**Problem to work on**. Return each record verbatim, images excluded.
======== Input material
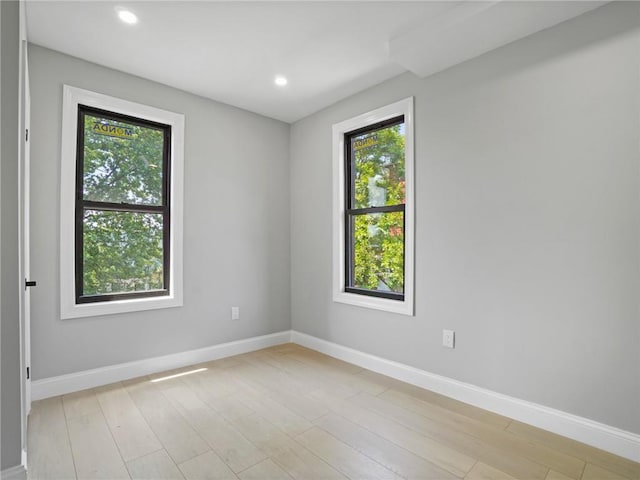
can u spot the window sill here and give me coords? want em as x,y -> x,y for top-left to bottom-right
60,294 -> 182,320
333,290 -> 413,316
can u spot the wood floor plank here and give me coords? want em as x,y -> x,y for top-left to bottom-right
126,449 -> 184,480
125,380 -> 209,464
178,450 -> 238,480
62,388 -> 101,420
231,413 -> 308,456
506,421 -> 640,480
162,435 -> 212,468
204,393 -> 255,422
259,352 -> 361,399
258,375 -> 331,419
225,361 -> 329,421
296,427 -> 403,480
241,350 -> 300,371
315,411 -> 459,479
581,463 -> 629,480
464,462 -> 518,480
27,398 -> 77,480
546,470 -> 576,480
372,390 -> 585,478
286,351 -> 386,395
391,382 -> 511,430
179,367 -> 241,399
178,368 -> 254,421
160,383 -> 218,425
289,347 -> 363,375
230,383 -> 313,436
94,382 -> 163,462
344,390 -> 550,479
352,369 -> 417,393
196,422 -> 267,474
237,459 -> 293,480
270,444 -> 348,480
232,413 -> 347,480
178,451 -> 238,480
66,411 -> 130,479
309,389 -> 476,477
161,384 -> 268,473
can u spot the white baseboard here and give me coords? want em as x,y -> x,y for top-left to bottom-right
32,331 -> 292,400
1,462 -> 26,480
1,448 -> 28,479
291,330 -> 640,463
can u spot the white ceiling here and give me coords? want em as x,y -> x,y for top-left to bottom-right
26,1 -> 605,123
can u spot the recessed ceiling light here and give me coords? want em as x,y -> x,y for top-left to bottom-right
117,9 -> 138,25
274,75 -> 288,87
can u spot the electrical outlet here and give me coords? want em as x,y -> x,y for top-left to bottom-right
231,306 -> 240,320
442,329 -> 455,349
================
**Task response**.
can u spot the window sill here and give me coords? want em as x,y -> x,y for top-left to bottom-right
60,294 -> 182,320
333,290 -> 413,316
can u spot the wood floor plank here and give me coords? want em as x,y -> x,y for top-left to bottom-right
126,449 -> 184,480
125,380 -> 209,464
178,450 -> 238,480
62,388 -> 101,420
231,413 -> 308,456
506,421 -> 640,480
162,435 -> 212,468
204,393 -> 255,422
259,352 -> 361,399
258,375 -> 331,419
225,361 -> 329,421
296,427 -> 403,480
241,350 -> 300,371
315,411 -> 459,479
581,463 -> 629,480
464,462 -> 518,480
27,398 -> 77,480
546,470 -> 576,480
372,390 -> 585,478
286,351 -> 386,395
391,382 -> 511,430
179,367 -> 241,399
178,368 -> 254,421
160,383 -> 218,425
289,347 -> 363,375
230,383 -> 313,436
94,382 -> 163,462
344,390 -> 550,479
352,369 -> 417,393
196,422 -> 267,474
237,459 -> 293,480
270,444 -> 348,480
232,413 -> 347,480
178,451 -> 238,480
66,411 -> 130,479
309,389 -> 476,477
161,384 -> 268,473
can u spot the white baseboard here and give me coords? want em as x,y -> x,y for top-left to bottom-right
32,331 -> 292,400
1,462 -> 26,480
1,448 -> 28,479
291,330 -> 640,463
can u spot the white ceiling here and give me coords? want em as x,y -> x,y for top-left to bottom-right
26,1 -> 605,123
can u spot the recessed ceiling light here and give me coords? want em as x,y -> x,y for top-left to bottom-right
117,9 -> 138,25
274,75 -> 288,87
can u spot the electrical outlet here and give me coords? want em as x,y -> x,y for top-left to bottom-right
231,306 -> 240,320
442,329 -> 455,349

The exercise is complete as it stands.